JALT Testing & Evaluation SIG Newsletter
Vol. 2 No. 1 Oct. 1998. (p. 3 - 9) [ISSN 1881-5537]


Do different C-tests discriminate proficiency levels of EL2 learners?

Cecilia B. Ikeguchi, Ph.D. Tsukuba Women's University

ENGLISH ABSTRACT * JAPANESE ABSTRACT


Since the introduction of the cloze procedure as a measure of readability by Wilson Taylor (1953), it was employed as a measure of reading ability of native speakers (Bormuth, J., 1967, Crawford, 1970). Other researchers later investigated the effectiveness of cloze testing as a measure of ESL/EFL proficiency (Darnell, D., 1968; Brown, 1983, 1988, 1993; Irvine, Atai and Oller, 1974; Oller, J. 1972, 1983) to name a few. The results have indeed been widely varied across studies; and a number of defects have been found with the procedure. In the light of these criticisms, Klein-Braley and Raatz proposed a modification, C-testing. The procedure, developed to answer the psychometric problems of cloze testing, had been claimed as empirically and theoretically valid measure of language proficiency (Raatz and Klein-Braley, 1981, Klein-Braley, 1985 and Klein-Braley and Raatz, 1984; 1985 and Raatz, 1985), and was later proposed by other researchers to be a substitute for cloze tests (Mc Beath, 1990, Cohen, Segall and Weiss, 1984).

Originally, the C-testing procedure involves making a test from four or five thematically distinct segments of connected discourse in which the second half of every second word (usually 100 words in all) are deleted, and the examinee gets credit for exact word restoration. The use of several different short texts minimizes the effect of text topic and difficulty. Nevertheless, researches had not so far, dealt with the issue of what kind of text produces higher realiability and validity, until Mochizuki (1995) experimented with other different kinds of texts: narration, explanation, argumentation and description for the construction of C-tests for classroom use. The study revealed that long passages, especially the Narration texts, were the most appropriate for making the C-test effective in terms of reliability and concurrent validity.

Klein-Braley and Raatz basically utilized teacher judgement or school grades as a criterion for validating C-tests, while other researchers have supplied evidence grounded on other kinds of criteria. For example, Nigishi (1987) reports correlation coefficients of .80 and .76 between C-tests and the reading subtest of ELBA and total ELBA, respectively; while the studies of Ikeguchi (1994) indicate the C-test responses to correlate highest with the grammar results of the TOFEL exams. Still other studies in support of this test procedure include the validation of C tests among ESL/EFL learners. For instance, Feldman and Stemmer (1987) found C test validation through verbal report, while Doornyei and Katona's (1992) study of a C test against different language tests, including an oral interview, found further support for C-testing, reporting that this test procedure gives a random and representative sample of an original text, in support of an earlier assertion that the every-other-word deletion in the C test produces a large number of 'random samples of the word classes of the text involved' (Klein-Braley, 1985, 1984). Other recent SLA researchers suggested that C-tests may also be useful for L2 vocabulary research. For instance, Singleton and Little (1991), found the responses of L2 learners to C-tests as a source of evidence about second language lexical development.

Data lines
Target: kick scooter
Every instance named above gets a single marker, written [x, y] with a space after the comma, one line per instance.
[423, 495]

Instructions to follow
Resume the article on C-tests at the point where it stops. The data have no role in this exercise.

Output of the exercise
[ p. 3 ]


On the other hand, criticisms were levelled against the C-test procedure, and these researchers propose further investigation on the use of C-tests for second or foreign language learners on the grounds that this test type (1) can not fully evaluate the students' ability to process discourse for general proficiency (Cleary, 1988), (2) encourages only microlevel instead of macrolevel procesing (Cohen, Segal and Weiss, 1984), (3) has low face validity (Weir, 1988) and (4) as a test using messages with reduced redundancy, is not necessarily a test of language competence (Carroll, 1987). Although test items and task analysis suggest that the C test may be a measure of grammatical competence (Klein-Braley,1985), validity research does not provide evidence for the specific traits it may measure (Chapelle, C. & Abraham, R., 1990), and that 'assumptions of random sampling of the basic elements of a text are doubtful' (Jafarpur, A. 1995).

The use of the C-test since its introduction (Klein-Braley and Raatz, 1984) as a means of constructing norm-referenced measures for proficiency and placement testing, and to solve problems concerning the cloze procedures, has been extended to certain indefinite limits such as 'measure of language creativity' (Carroll, 1987), and has yielded results contrary to the researchers' expectations that were not the purpose for which this test was originally intended. Furthermore, the empirical evidence in support of C-tests is scanty (Weir, 1988) and warrants further investigation in the context of second language instruction, particularly in Japan.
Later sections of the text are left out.